Reproduce the listing below line for line, without any changes. Leave the pictures out of your reply.
☆ ☆ ☆ ☆ ☆
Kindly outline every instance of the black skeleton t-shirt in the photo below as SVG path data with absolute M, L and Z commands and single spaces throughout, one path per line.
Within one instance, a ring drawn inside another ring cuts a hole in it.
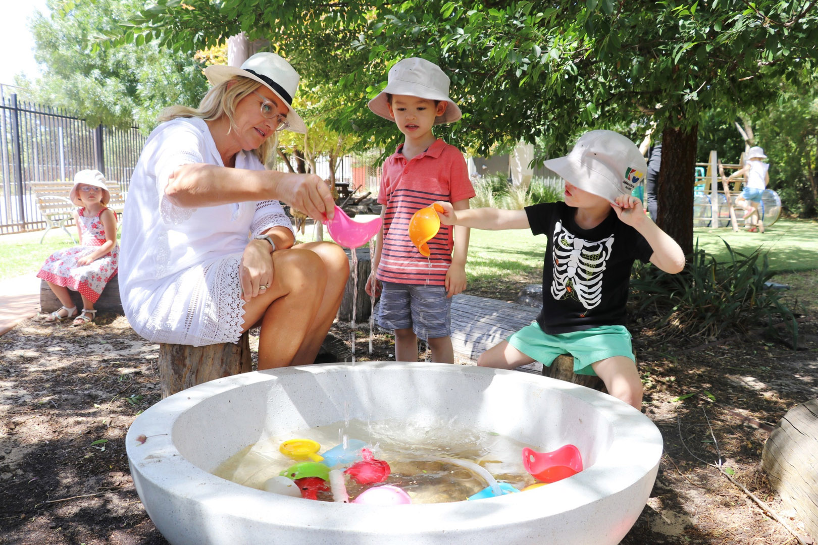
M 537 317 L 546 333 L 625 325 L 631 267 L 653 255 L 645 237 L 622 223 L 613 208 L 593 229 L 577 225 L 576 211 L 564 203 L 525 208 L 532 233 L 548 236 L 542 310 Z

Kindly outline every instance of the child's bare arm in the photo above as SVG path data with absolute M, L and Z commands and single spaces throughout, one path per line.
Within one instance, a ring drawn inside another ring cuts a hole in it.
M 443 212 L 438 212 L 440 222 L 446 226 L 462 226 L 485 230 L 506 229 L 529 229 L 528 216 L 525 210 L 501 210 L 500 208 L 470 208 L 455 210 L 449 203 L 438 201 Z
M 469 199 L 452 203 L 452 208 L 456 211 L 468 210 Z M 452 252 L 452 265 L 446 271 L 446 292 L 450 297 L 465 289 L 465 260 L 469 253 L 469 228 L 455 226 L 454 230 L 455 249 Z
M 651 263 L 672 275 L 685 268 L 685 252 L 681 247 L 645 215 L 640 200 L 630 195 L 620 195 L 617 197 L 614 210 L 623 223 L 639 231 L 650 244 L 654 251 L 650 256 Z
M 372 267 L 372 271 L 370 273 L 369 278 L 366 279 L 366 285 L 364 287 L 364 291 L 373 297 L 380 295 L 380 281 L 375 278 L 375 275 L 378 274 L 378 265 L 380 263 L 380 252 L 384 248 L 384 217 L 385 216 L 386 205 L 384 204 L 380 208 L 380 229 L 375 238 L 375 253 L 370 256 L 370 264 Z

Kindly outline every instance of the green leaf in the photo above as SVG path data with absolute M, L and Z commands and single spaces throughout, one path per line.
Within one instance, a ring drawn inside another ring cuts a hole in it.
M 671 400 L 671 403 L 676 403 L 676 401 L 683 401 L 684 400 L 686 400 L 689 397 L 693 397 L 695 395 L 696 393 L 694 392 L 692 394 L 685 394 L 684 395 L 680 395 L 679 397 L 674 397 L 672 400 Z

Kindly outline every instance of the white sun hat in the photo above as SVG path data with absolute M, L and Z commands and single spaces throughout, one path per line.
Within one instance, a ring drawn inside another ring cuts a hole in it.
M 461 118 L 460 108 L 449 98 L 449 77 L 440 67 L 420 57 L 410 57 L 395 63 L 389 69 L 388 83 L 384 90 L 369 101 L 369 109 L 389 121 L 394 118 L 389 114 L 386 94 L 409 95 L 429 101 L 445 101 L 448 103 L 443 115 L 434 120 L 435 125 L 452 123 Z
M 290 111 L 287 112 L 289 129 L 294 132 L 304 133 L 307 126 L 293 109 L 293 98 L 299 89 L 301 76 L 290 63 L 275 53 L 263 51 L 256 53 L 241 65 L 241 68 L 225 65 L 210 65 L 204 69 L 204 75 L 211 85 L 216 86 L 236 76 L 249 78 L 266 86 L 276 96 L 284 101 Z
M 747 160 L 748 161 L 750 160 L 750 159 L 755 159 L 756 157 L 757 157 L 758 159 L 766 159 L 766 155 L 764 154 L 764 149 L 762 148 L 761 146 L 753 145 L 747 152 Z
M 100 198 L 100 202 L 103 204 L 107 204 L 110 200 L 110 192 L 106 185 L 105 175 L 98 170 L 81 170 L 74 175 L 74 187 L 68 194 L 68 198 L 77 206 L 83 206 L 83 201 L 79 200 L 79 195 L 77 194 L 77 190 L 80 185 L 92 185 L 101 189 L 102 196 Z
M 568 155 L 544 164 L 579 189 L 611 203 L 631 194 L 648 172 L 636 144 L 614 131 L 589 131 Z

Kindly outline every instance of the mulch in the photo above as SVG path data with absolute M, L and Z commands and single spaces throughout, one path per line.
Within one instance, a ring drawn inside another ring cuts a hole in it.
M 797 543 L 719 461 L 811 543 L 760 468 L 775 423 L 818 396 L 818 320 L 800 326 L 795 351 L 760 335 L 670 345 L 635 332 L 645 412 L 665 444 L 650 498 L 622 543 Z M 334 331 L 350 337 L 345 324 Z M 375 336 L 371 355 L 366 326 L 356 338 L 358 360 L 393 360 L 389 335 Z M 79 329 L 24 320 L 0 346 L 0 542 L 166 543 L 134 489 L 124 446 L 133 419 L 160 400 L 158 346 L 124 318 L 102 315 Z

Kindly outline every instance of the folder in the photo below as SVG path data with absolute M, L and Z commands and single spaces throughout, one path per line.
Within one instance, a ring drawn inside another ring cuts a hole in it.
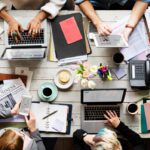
☆ ☆ ☆ ☆ ☆
# Answer to this problem
Kindly outline every instance of the black skeleton t-shirt in the photo below as SVG path data with absolute M, L and Z commands and single spaces throughout, one path per line.
Within one instance, a ring drawn inside another ring cuts a hole in it.
M 537 317 L 546 333 L 625 325 L 631 267 L 653 255 L 645 237 L 622 223 L 613 208 L 593 229 L 577 225 L 576 211 L 564 203 L 525 208 L 532 233 L 548 236 L 542 310 Z

Kindly outline every instance of the child's bare arm in the photo above as SVG path data with absolute M, L and Z commands and single spaces throughout, one path per line.
Within one instance, a ring drawn inside another ring cuts a hole in it.
M 443 212 L 438 212 L 440 222 L 446 226 L 462 226 L 485 230 L 506 229 L 529 229 L 528 216 L 525 210 L 501 210 L 500 208 L 470 208 L 455 210 L 449 203 L 438 201 Z
M 469 199 L 452 203 L 452 208 L 456 211 L 468 210 Z M 452 252 L 452 265 L 446 271 L 446 292 L 450 297 L 465 289 L 465 260 L 469 253 L 469 228 L 455 226 L 454 230 L 455 249 Z
M 651 263 L 672 275 L 685 268 L 685 252 L 681 247 L 645 215 L 640 200 L 630 195 L 620 195 L 617 197 L 614 210 L 623 223 L 639 231 L 650 244 L 654 251 L 650 256 Z
M 372 267 L 372 271 L 370 273 L 369 278 L 366 279 L 366 285 L 364 287 L 364 291 L 373 297 L 380 295 L 380 281 L 375 278 L 375 275 L 378 274 L 378 265 L 380 263 L 380 252 L 384 248 L 384 217 L 385 216 L 386 205 L 384 204 L 380 208 L 380 229 L 375 238 L 375 253 L 370 256 L 370 264 Z

Kindly outline every instance of the green leaf in the photo above as SVG path data with absolute M, L and Z commands and single spaces throughout, one path per line.
Within one instance, a ring drawn inside another ring cuts a hole in it.
M 671 400 L 671 403 L 676 403 L 676 401 L 683 401 L 684 400 L 686 400 L 689 397 L 693 397 L 695 395 L 696 393 L 694 392 L 692 394 L 685 394 L 684 395 L 680 395 L 679 397 L 674 397 L 672 400 Z

Kindly outline every instance of the white sun hat in the photo above as SVG path data with absolute M, L and Z commands and single spaces throughout, one path per line.
Within one instance, a ring drawn inside another ring cuts a hole in it.
M 461 118 L 460 108 L 449 98 L 449 77 L 440 67 L 420 57 L 410 57 L 395 63 L 389 69 L 388 83 L 384 90 L 369 101 L 369 109 L 389 121 L 394 118 L 389 114 L 386 94 L 409 95 L 429 101 L 445 101 L 448 103 L 443 115 L 434 120 L 435 125 L 452 123 Z
M 290 111 L 287 112 L 289 129 L 294 132 L 304 133 L 307 126 L 293 109 L 293 98 L 299 89 L 301 76 L 290 63 L 275 53 L 263 51 L 256 53 L 241 65 L 241 68 L 225 65 L 210 65 L 204 69 L 204 75 L 211 85 L 216 86 L 236 76 L 249 78 L 266 86 L 276 96 L 284 101 Z
M 747 160 L 748 161 L 750 160 L 750 159 L 755 159 L 756 157 L 757 157 L 758 159 L 766 159 L 766 155 L 764 154 L 764 149 L 762 148 L 761 146 L 753 145 L 747 152 Z
M 100 198 L 100 202 L 103 204 L 107 204 L 110 200 L 110 192 L 106 185 L 105 175 L 98 170 L 81 170 L 74 175 L 74 187 L 68 194 L 68 198 L 77 206 L 83 206 L 83 201 L 79 200 L 79 195 L 77 194 L 77 190 L 80 185 L 92 185 L 101 189 L 102 196 Z
M 568 155 L 544 164 L 579 189 L 611 203 L 631 194 L 648 172 L 636 144 L 614 131 L 589 131 Z

Kindly outline every instance of the mulch in the photo above as SVG path data with absolute M, L and Z commands and single spaces throughout, one path per line.
Within one instance, a ring drawn inside another ring cuts a hole in it.
M 797 543 L 719 461 L 811 543 L 760 468 L 775 423 L 818 396 L 818 320 L 800 326 L 795 351 L 760 335 L 670 345 L 635 332 L 645 412 L 665 444 L 650 498 L 622 543 Z M 334 331 L 350 337 L 345 324 Z M 375 336 L 371 355 L 366 326 L 356 338 L 358 360 L 393 360 L 389 335 Z M 79 329 L 24 320 L 0 346 L 0 542 L 166 543 L 134 489 L 124 446 L 133 419 L 160 400 L 158 346 L 124 318 L 102 315 Z

Kindly outline every instance of the folder in the photo below as SVG path data with absolute M, L and Z commands and single spaces throughout, one path per line.
Within one instance, a ring drawn inside another ring cuts a hole in it.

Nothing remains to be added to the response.